### Given problem
Retype all of the records below word for word, leaving the pictures out of your copy.
::: Task material
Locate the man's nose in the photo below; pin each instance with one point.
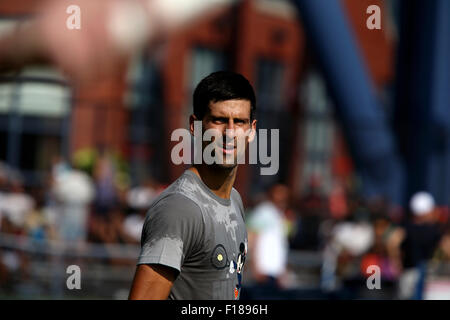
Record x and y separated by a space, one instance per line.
229 130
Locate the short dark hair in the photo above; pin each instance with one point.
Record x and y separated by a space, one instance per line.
222 86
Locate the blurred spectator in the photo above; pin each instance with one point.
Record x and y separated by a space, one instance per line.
15 204
422 236
268 241
73 191
347 243
106 195
139 200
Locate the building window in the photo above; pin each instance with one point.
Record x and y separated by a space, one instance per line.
34 121
271 113
146 128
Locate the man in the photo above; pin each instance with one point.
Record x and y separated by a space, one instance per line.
421 237
194 240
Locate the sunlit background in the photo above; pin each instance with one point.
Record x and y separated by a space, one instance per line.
364 120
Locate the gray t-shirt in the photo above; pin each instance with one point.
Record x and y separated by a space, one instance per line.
202 236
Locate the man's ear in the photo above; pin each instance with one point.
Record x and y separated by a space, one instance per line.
192 118
252 134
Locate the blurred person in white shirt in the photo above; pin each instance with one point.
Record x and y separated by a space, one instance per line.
268 238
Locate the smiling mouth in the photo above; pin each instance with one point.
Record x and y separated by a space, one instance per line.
227 148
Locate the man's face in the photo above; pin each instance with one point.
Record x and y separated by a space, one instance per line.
230 120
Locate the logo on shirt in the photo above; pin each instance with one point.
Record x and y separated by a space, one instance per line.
239 266
219 257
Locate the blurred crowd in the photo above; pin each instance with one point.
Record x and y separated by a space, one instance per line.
364 245
91 200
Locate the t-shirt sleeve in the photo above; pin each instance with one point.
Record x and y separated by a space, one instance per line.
173 229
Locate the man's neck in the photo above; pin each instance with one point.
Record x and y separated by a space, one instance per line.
219 180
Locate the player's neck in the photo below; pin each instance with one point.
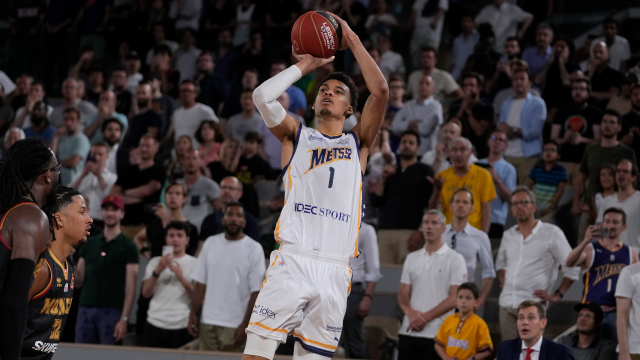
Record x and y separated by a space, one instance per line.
60 248
330 127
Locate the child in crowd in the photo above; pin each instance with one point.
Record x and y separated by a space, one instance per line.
464 334
548 179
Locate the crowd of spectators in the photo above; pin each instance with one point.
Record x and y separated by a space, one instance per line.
148 108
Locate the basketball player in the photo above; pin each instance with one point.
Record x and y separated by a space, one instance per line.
601 260
306 287
52 291
28 180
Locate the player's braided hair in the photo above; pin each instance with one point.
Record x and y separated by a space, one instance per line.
24 162
342 77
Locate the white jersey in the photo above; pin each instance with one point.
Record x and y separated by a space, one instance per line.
323 194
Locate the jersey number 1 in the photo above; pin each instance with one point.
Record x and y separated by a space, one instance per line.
332 170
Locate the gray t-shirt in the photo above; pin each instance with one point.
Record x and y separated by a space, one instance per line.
238 126
201 194
599 348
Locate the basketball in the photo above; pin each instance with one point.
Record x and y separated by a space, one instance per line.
316 33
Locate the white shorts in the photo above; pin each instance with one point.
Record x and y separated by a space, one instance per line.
303 295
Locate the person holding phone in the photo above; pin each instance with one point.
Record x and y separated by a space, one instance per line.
602 256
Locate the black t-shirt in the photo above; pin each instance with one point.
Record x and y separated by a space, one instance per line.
140 124
482 111
630 120
123 104
156 236
604 80
406 196
555 93
579 120
249 169
131 177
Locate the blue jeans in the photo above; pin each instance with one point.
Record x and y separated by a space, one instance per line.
96 325
608 328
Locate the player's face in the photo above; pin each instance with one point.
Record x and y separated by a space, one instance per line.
529 324
233 220
333 99
465 301
586 321
462 205
178 239
432 228
74 221
613 221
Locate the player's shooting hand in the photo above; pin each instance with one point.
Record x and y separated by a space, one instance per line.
120 330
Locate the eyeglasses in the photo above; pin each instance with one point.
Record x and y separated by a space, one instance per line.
522 203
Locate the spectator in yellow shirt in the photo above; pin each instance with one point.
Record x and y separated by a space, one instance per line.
464 335
464 175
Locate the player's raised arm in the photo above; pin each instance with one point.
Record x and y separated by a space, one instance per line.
282 125
376 105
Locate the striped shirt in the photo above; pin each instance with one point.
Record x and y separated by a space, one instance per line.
546 183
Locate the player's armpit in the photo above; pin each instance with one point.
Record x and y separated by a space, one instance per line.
29 232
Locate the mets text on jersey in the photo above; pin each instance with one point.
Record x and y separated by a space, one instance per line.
314 210
323 156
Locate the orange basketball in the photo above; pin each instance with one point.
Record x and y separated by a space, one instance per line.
316 33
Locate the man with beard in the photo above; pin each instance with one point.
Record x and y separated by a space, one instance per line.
607 151
402 194
107 271
40 127
531 252
49 292
575 126
28 179
584 342
464 175
147 120
227 302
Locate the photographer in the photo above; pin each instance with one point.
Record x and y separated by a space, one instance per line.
96 181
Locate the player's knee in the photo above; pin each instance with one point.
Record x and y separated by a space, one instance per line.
259 347
299 353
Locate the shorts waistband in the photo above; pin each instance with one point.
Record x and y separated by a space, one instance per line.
311 254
::::::
### Problem solution
Locate the man's nose in the photo below; pin each instance with one point.
Record x and y separated by a space, one instance per line.
229 130
Locate the short dark hair in the photo above; pin each instance with one point.
Record x and y separated by a space, one instance per line.
222 86
Locate the blurred spectator in the photo above; pin each instance with one point.
Record x and y separated by a space, one instance per line.
15 204
422 236
268 241
73 191
347 243
106 195
139 200
Locate the building window in the photo above; pin each instance with one point.
Record x and y separated by a space, one instance per line.
34 121
271 113
146 128
Locate the man in the photo above; pin each instance with one point.
Record x and y separated by a space, one instance per line.
421 237
194 240
Locate the sunlit background in the photo above; pin each instance with one point.
Record x and y separated by a space, one instance per line.
364 120
Locate the gray t-shirt in the photo above; pin each instance with one point.
Record x and y separated by a space, one instance per line.
202 236
Locate the man's ear in the photo above; pin each instance with one point.
Record x and y separated by a space, one instance per line.
192 118
252 134
Locate the blurred person in white shirt in the photo above; pin each instance with one point.
Record x and y separated by a space, one instance per line.
268 238
Locate the smiling mouth in the photo above; pin each instance with one point.
Record x and y separated by a space, one instance per line.
227 148
Locate the man's face in the photo above; pin each instance with one point.
Record x and y separated by a space, one instance per line.
230 120
Locate the logo on shirt in the photo above; pin each instance with one point.
Record x and y separated by a space, one instance per line.
239 266
219 257
Locate the blurred crowd in the photo above; pin each instance with one point.
Record x and y separated by a space, one instance per line.
364 245
91 200
Locate the t-shirt sleeve in the photo above; pin each instance with one point.
Record x and y separated by a space, one instance per line.
173 229
Locate the man's neck in the photo above; pin each instance with one point.
Record x and y separated by a space, one instance per line.
219 180
Locate the player's neck in the photo below; pin each instance with one point.
Record x and y separated by a space, one instance per line.
60 248
330 127
Locate the child in crowd in the photo above; pin each instance with one point.
Record x and y separated by a space, one instance per line.
464 334
548 179
Locate the crowd of spectators in the photo above; pin each instance with one point.
Record x and y separated by a space, one instance per line.
148 108
Locate the basketball player in the photo above; pin each instance with one point.
Record x and y separated by a space, one instance per line.
601 260
306 287
52 291
28 180
Locate the player's braided hair in the photo above; pin each instance with one point.
Record x and y separated by a space, one instance per line.
24 162
342 77
Locate the white jersey in the photo above; pin each instance with one point.
Record x and y separated by a space, one instance per line.
323 194
Locate the jersey number 1 in the photo above; pin each instance with one point.
Record x and y separated by a space, one instance per line.
332 170
Locate the gray t-shirt in the photo above; pin each instance with one point.
Record x and y separated by a space, one instance per line.
238 126
201 194
599 348
Locate the basketball in the photo above; pin each instance with one point.
Record x and y separated by a space, one instance per line.
316 33
Locate the white shorts in the photo above; pin each instance with one point.
Record x and y separated by a space, one instance per line.
303 295
Locate the person holding phone in the photo above; pin each instance with one point.
Record x and y separated by a space, one instance per line.
602 256
Locate the black t-shirt in the photo above; pin each instance with one point.
Record x and y separated by a space, one instance per line.
140 124
482 111
630 120
123 104
156 236
604 80
406 196
555 93
579 120
249 169
131 177
Locate the blue jeans in the photo above; pin each instance with one point.
Record x and y separated by a space, one instance per line.
96 325
608 328
Locate the player's face in the photo above; pin each instance with one point.
Record x and y separated by a space, one instance per line.
529 324
233 220
333 99
465 301
586 321
462 205
178 239
432 228
74 221
613 221
Locate the player's shooting hand in the photo above; pin each instance with one point.
Record x and y separated by a space, one instance per line.
120 330
Locate the eyeglasses in the photo above; pin each instance with one point.
Record x and y separated by a space, one instance per line.
522 203
Locate the spectator in yellow shirt in the photo above; pin each instance with one point.
Record x and y separated by a space, one instance per line.
464 335
464 175
Locate the player's raised arm in the photo above; pin each instance with one point.
Record x and y separated by a space, one instance per line.
282 125
376 105
Locate the striped shirt in the photo above; pin each instance with one point.
Record x and y separated by a space, one instance per line.
546 183
Locate the player's armpit in the photo above; pin each instance with one point.
Record x and y separated by a space, one instance per line.
29 232
Locate the mets text on jersey in the photo above; pin each instance with one point.
Record x and y separated by a space, one instance per line.
314 210
323 156
Locate the orange basketball in the photo above; pin each instance with one point.
Record x and y separated by a space, one instance per line.
316 33
Locate the man with beard in the photo above; pin each instance with one point.
Record x and y separated by a space, one instance per line.
607 151
402 194
107 271
40 127
531 252
49 292
575 126
28 179
584 342
464 175
147 120
227 302
Locate the photographer in the photo above; pin each instance with one point.
Record x and y separated by a space, one instance per line.
96 181
Locate the player's knee in the photo above; pin each instance with one point.
Record x and y separated by a space, one instance per line.
259 347
299 353
Locate the shorts waistband in the photo above; pin each instance with one point.
Record x and y separated by a space, one instance per line.
311 254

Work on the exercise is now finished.